Your objective
Copy the items word for word, from the start of the items through the line containing "M 834 658 L", with both ends included. Leave out the pictures.

Labeled area outline entries

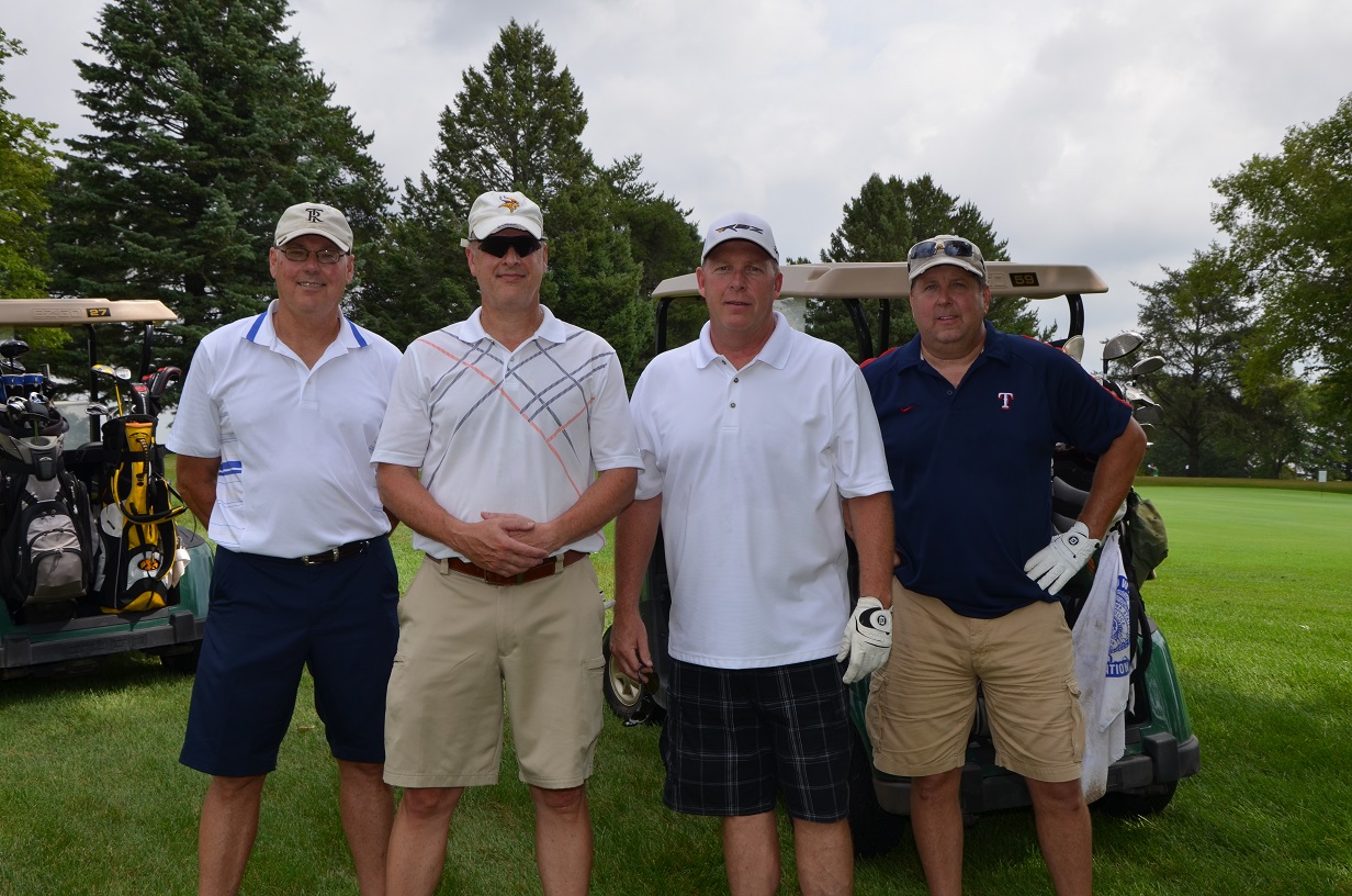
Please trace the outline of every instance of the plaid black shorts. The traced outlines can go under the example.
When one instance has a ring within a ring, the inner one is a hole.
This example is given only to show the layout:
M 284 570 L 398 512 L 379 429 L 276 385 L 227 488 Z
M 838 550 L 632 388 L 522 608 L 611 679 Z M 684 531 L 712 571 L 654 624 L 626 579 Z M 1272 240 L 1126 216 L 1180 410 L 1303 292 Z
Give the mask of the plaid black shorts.
M 834 658 L 769 669 L 672 660 L 662 728 L 662 801 L 690 815 L 775 808 L 830 823 L 849 813 L 853 734 Z

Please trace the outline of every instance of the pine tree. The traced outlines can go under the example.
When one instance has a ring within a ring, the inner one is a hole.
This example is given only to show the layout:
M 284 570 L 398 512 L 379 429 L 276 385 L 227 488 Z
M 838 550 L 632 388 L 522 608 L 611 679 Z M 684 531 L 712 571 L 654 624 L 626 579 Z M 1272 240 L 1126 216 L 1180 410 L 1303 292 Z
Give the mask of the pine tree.
M 283 38 L 289 15 L 285 0 L 116 0 L 87 45 L 100 61 L 77 61 L 96 133 L 68 141 L 54 282 L 162 299 L 181 323 L 161 363 L 184 367 L 201 336 L 265 307 L 285 207 L 343 210 L 358 259 L 380 229 L 389 188 L 370 135 Z
M 872 175 L 844 212 L 841 226 L 831 233 L 830 246 L 822 252 L 822 261 L 904 261 L 913 245 L 942 233 L 971 240 L 980 246 L 987 261 L 1009 259 L 1005 253 L 1009 242 L 995 234 L 992 223 L 982 218 L 980 210 L 971 202 L 959 203 L 957 196 L 936 184 L 929 175 L 913 181 L 895 176 L 883 180 Z M 915 322 L 904 298 L 891 303 L 886 337 L 880 326 L 880 302 L 865 299 L 864 310 L 873 330 L 876 353 L 915 336 Z M 1028 307 L 1028 299 L 998 299 L 991 303 L 987 317 L 1007 333 L 1037 333 L 1037 314 Z M 841 345 L 852 356 L 859 355 L 854 329 L 838 302 L 810 305 L 807 329 Z

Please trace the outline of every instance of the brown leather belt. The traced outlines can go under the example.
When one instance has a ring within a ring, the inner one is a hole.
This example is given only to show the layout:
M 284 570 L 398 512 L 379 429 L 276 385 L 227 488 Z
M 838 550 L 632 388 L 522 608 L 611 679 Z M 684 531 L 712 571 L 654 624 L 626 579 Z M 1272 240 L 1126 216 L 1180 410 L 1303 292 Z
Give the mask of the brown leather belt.
M 311 554 L 310 556 L 297 556 L 292 562 L 303 563 L 306 566 L 319 566 L 320 563 L 337 563 L 338 560 L 346 560 L 350 556 L 357 556 L 366 550 L 370 544 L 370 539 L 364 541 L 349 541 L 347 544 L 339 544 L 335 548 L 329 548 L 327 551 L 320 551 L 319 554 Z
M 577 560 L 587 556 L 584 551 L 564 551 L 557 556 L 552 556 L 539 566 L 533 566 L 525 573 L 518 573 L 516 575 L 499 575 L 491 570 L 485 570 L 481 566 L 476 566 L 469 560 L 461 560 L 457 556 L 450 556 L 445 559 L 429 558 L 442 573 L 460 573 L 461 575 L 472 575 L 476 579 L 481 579 L 488 585 L 525 585 L 526 582 L 538 582 L 539 579 L 548 579 L 550 575 L 558 575 L 565 567 L 572 566 Z

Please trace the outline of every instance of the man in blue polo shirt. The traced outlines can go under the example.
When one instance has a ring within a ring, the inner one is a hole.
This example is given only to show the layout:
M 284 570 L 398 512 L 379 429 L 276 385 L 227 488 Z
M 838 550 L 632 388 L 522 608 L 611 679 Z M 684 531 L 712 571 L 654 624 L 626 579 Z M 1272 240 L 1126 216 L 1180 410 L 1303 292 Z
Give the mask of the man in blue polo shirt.
M 1028 781 L 1056 892 L 1088 893 L 1083 719 L 1056 600 L 1088 560 L 1145 453 L 1132 410 L 1075 360 L 988 322 L 977 246 L 953 236 L 909 253 L 919 330 L 864 368 L 896 520 L 895 642 L 868 707 L 873 762 L 911 778 L 930 892 L 960 893 L 959 784 L 986 693 L 996 762 Z M 1101 456 L 1075 527 L 1052 529 L 1052 451 Z

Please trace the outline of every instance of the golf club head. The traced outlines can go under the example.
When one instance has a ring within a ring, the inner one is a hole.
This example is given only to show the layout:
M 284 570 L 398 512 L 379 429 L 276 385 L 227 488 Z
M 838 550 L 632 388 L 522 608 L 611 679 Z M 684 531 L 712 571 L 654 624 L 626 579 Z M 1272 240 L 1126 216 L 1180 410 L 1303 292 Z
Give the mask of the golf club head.
M 1152 407 L 1159 407 L 1159 402 L 1153 401 L 1149 395 L 1136 388 L 1134 386 L 1122 387 L 1122 398 L 1132 402 L 1133 407 L 1141 407 L 1142 405 L 1149 405 Z
M 28 344 L 23 340 L 5 340 L 0 342 L 0 357 L 12 361 L 28 351 Z
M 1146 374 L 1153 374 L 1155 371 L 1164 367 L 1164 359 L 1159 355 L 1151 355 L 1149 357 L 1142 357 L 1136 364 L 1132 364 L 1132 379 L 1137 376 L 1145 376 Z
M 1141 348 L 1141 342 L 1144 341 L 1144 336 L 1132 330 L 1118 333 L 1113 338 L 1103 342 L 1103 361 L 1107 363 L 1119 357 L 1126 357 L 1136 349 Z
M 1132 411 L 1132 416 L 1138 424 L 1157 424 L 1163 420 L 1159 405 L 1141 405 Z

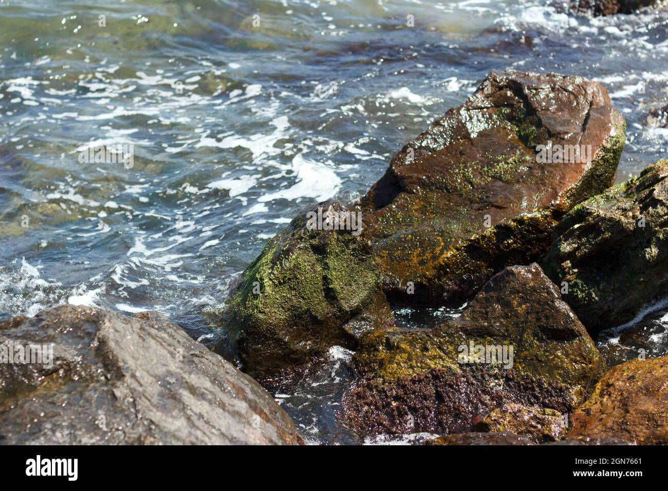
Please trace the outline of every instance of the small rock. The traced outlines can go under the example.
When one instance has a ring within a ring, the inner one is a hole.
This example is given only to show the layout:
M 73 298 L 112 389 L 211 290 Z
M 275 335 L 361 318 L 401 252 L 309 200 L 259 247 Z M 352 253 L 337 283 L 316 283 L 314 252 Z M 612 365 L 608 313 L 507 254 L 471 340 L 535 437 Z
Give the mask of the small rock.
M 503 268 L 538 260 L 560 214 L 614 182 L 625 131 L 597 82 L 490 72 L 357 203 L 388 297 L 468 299 Z
M 15 363 L 28 345 L 41 358 Z M 257 382 L 155 312 L 15 317 L 0 323 L 0 361 L 3 444 L 303 444 Z
M 512 347 L 512 363 L 476 363 L 472 346 L 502 361 L 498 348 L 502 357 Z M 344 396 L 343 417 L 365 435 L 471 431 L 508 403 L 570 413 L 604 369 L 584 326 L 536 264 L 506 268 L 442 325 L 366 335 L 353 359 L 362 376 Z
M 556 442 L 566 435 L 564 417 L 558 411 L 512 403 L 492 410 L 476 429 L 490 433 L 509 432 L 528 436 L 538 444 Z
M 353 229 L 361 226 L 358 215 L 349 229 L 334 222 L 350 213 L 334 200 L 305 208 L 232 293 L 218 323 L 255 378 L 307 363 L 331 346 L 354 348 L 362 333 L 393 322 L 371 244 L 362 228 Z M 216 351 L 224 353 L 227 343 Z

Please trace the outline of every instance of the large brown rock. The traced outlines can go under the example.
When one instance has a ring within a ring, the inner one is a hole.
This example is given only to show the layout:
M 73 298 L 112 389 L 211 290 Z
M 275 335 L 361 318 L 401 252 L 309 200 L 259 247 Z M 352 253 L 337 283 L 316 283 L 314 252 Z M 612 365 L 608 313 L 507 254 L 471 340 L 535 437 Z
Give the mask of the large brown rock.
M 6 362 L 28 345 L 52 345 L 51 363 Z M 15 317 L 0 323 L 0 444 L 303 443 L 259 384 L 157 313 Z
M 668 356 L 611 368 L 570 418 L 568 439 L 620 438 L 668 444 Z
M 576 206 L 559 222 L 542 265 L 568 283 L 590 332 L 634 319 L 668 291 L 668 160 Z
M 560 214 L 613 184 L 625 131 L 597 82 L 491 71 L 357 204 L 386 293 L 413 304 L 462 299 L 503 268 L 538 259 Z M 542 159 L 538 146 L 550 144 L 589 148 L 589 164 L 586 152 Z
M 537 444 L 556 442 L 566 434 L 566 419 L 558 411 L 504 404 L 482 418 L 476 429 L 490 433 L 510 433 L 531 438 Z
M 512 347 L 512 363 L 471 363 L 470 351 L 460 357 L 471 345 Z M 604 369 L 584 327 L 536 264 L 506 268 L 460 317 L 436 328 L 365 335 L 354 360 L 362 377 L 345 395 L 343 416 L 364 434 L 468 432 L 508 403 L 570 413 Z

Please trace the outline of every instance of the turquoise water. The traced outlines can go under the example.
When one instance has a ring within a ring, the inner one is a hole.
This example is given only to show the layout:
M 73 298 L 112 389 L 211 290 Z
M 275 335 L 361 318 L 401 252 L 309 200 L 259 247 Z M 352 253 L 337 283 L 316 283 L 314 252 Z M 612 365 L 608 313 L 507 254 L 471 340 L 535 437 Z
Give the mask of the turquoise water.
M 364 194 L 492 69 L 602 81 L 628 123 L 618 181 L 666 154 L 668 130 L 647 122 L 668 101 L 666 9 L 102 3 L 0 0 L 0 319 L 155 309 L 206 342 L 207 314 L 269 238 L 311 202 Z M 131 168 L 79 162 L 124 144 Z M 353 438 L 333 416 L 347 357 L 277 397 L 309 441 Z

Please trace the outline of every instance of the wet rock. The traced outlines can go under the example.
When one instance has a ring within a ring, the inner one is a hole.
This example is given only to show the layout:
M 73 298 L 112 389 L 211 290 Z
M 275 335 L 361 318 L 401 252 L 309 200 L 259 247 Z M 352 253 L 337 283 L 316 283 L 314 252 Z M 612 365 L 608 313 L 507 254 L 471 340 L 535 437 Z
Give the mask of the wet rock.
M 634 360 L 609 370 L 570 418 L 568 439 L 618 438 L 668 444 L 668 357 Z
M 576 206 L 542 262 L 568 283 L 568 303 L 591 333 L 629 322 L 668 288 L 668 160 Z
M 313 228 L 310 214 L 319 209 L 323 224 Z M 371 244 L 355 230 L 361 223 L 351 221 L 349 230 L 334 224 L 335 216 L 347 213 L 337 201 L 303 210 L 232 292 L 220 324 L 256 378 L 306 363 L 333 345 L 354 347 L 363 333 L 392 323 Z M 216 351 L 224 352 L 226 342 Z
M 388 296 L 468 298 L 540 259 L 560 214 L 614 182 L 625 123 L 610 104 L 580 77 L 492 71 L 404 146 L 357 203 Z
M 478 346 L 496 356 L 476 362 Z M 603 369 L 584 326 L 536 264 L 506 268 L 460 317 L 437 327 L 366 335 L 354 360 L 362 377 L 342 414 L 364 434 L 471 431 L 508 403 L 568 413 Z
M 0 358 L 28 345 L 53 357 L 0 363 L 0 443 L 302 443 L 259 384 L 157 313 L 65 305 L 0 323 Z
M 509 432 L 528 436 L 536 443 L 556 442 L 566 435 L 564 419 L 554 410 L 504 404 L 495 407 L 476 425 L 482 432 Z
M 633 13 L 638 9 L 659 3 L 659 0 L 574 0 L 573 9 L 587 12 L 595 16 L 614 15 L 617 13 Z
M 427 440 L 425 445 L 534 445 L 530 438 L 509 432 L 458 433 Z

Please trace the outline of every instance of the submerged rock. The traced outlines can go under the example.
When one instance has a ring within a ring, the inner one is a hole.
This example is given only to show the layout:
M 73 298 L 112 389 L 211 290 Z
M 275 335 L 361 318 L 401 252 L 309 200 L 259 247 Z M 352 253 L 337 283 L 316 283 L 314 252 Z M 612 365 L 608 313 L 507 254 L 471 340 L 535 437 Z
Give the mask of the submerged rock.
M 542 261 L 590 332 L 629 322 L 668 291 L 668 160 L 576 206 Z
M 659 3 L 659 0 L 572 0 L 572 8 L 595 16 L 633 13 L 638 9 Z
M 458 433 L 444 435 L 427 440 L 425 445 L 534 445 L 526 436 L 515 435 L 509 432 L 499 433 Z
M 363 333 L 393 323 L 371 244 L 355 229 L 357 214 L 349 229 L 341 229 L 339 218 L 349 213 L 337 201 L 303 210 L 232 292 L 220 324 L 256 378 L 307 363 L 333 345 L 354 347 Z M 226 342 L 216 350 L 224 352 Z
M 512 403 L 492 410 L 476 429 L 492 433 L 510 432 L 538 444 L 556 442 L 566 435 L 565 419 L 558 411 Z
M 580 77 L 491 71 L 357 204 L 391 298 L 467 298 L 540 259 L 560 214 L 614 182 L 625 123 Z
M 506 268 L 442 325 L 365 335 L 354 360 L 363 376 L 342 414 L 365 434 L 470 431 L 508 403 L 568 413 L 603 369 L 584 326 L 536 264 Z
M 303 443 L 257 382 L 157 313 L 65 305 L 0 323 L 0 359 L 29 345 L 39 363 L 0 363 L 0 444 Z
M 618 438 L 639 445 L 668 444 L 668 357 L 627 361 L 599 381 L 571 417 L 568 438 Z

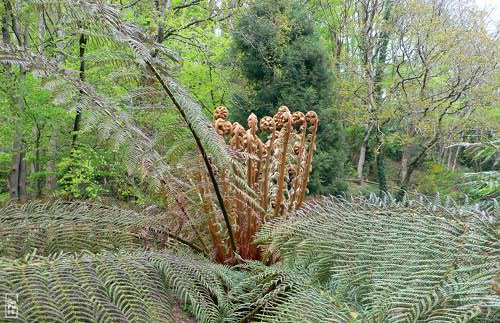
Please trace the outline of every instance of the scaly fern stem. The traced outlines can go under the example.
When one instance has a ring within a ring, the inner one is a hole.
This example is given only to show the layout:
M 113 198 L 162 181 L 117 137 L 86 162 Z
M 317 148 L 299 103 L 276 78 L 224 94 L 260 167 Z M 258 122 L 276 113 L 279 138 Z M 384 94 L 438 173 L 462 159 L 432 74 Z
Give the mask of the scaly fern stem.
M 233 249 L 233 251 L 236 251 L 236 244 L 234 242 L 233 229 L 231 227 L 231 222 L 229 221 L 229 214 L 227 213 L 226 207 L 224 206 L 224 199 L 223 199 L 222 193 L 221 193 L 221 191 L 219 189 L 219 184 L 217 184 L 217 180 L 215 179 L 215 175 L 214 175 L 214 172 L 213 172 L 213 169 L 212 169 L 212 165 L 210 165 L 210 161 L 208 159 L 208 155 L 207 155 L 207 153 L 205 151 L 205 148 L 203 147 L 203 145 L 201 143 L 200 137 L 198 137 L 198 134 L 194 131 L 191 123 L 189 123 L 189 121 L 188 121 L 188 119 L 186 117 L 186 114 L 182 110 L 179 102 L 177 102 L 177 99 L 175 98 L 174 94 L 170 91 L 168 85 L 165 83 L 165 81 L 163 80 L 163 78 L 161 77 L 161 75 L 158 73 L 158 71 L 156 70 L 156 68 L 148 60 L 146 60 L 145 62 L 146 62 L 146 65 L 151 69 L 151 71 L 155 75 L 155 77 L 158 80 L 158 82 L 160 82 L 161 86 L 163 87 L 163 89 L 165 90 L 165 92 L 167 93 L 167 95 L 170 97 L 170 100 L 172 100 L 172 102 L 174 103 L 175 107 L 177 108 L 177 110 L 181 114 L 182 118 L 186 122 L 186 124 L 187 124 L 187 126 L 189 128 L 189 131 L 191 131 L 191 134 L 193 135 L 194 140 L 196 141 L 196 145 L 198 146 L 198 150 L 200 151 L 201 156 L 203 157 L 203 162 L 205 163 L 205 167 L 207 168 L 208 175 L 210 177 L 210 181 L 212 182 L 212 186 L 214 188 L 215 195 L 217 197 L 217 202 L 219 203 L 219 207 L 220 207 L 220 209 L 222 211 L 222 215 L 224 216 L 224 222 L 226 223 L 227 232 L 228 232 L 228 235 L 229 235 L 229 242 L 231 243 L 231 248 Z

In response
Please trace the outline of every instance of the plaid black shorts. The traced outlines can go under the example.
When one instance has a ring within a ring, the inner one is a hole.
This example is given only to show the layout:
M 284 570 L 398 512 L 379 429 L 276 385 L 227 488 Z
M 838 550 L 632 388 L 522 608 L 611 679 Z M 684 531 L 712 571 L 654 624 L 626 579 Z M 1272 240 L 1126 216 L 1180 410 L 1303 292 Z
Give the mask of the plaid black shorts.
M 834 658 L 769 669 L 672 660 L 662 728 L 662 801 L 690 815 L 775 808 L 830 823 L 849 813 L 853 734 Z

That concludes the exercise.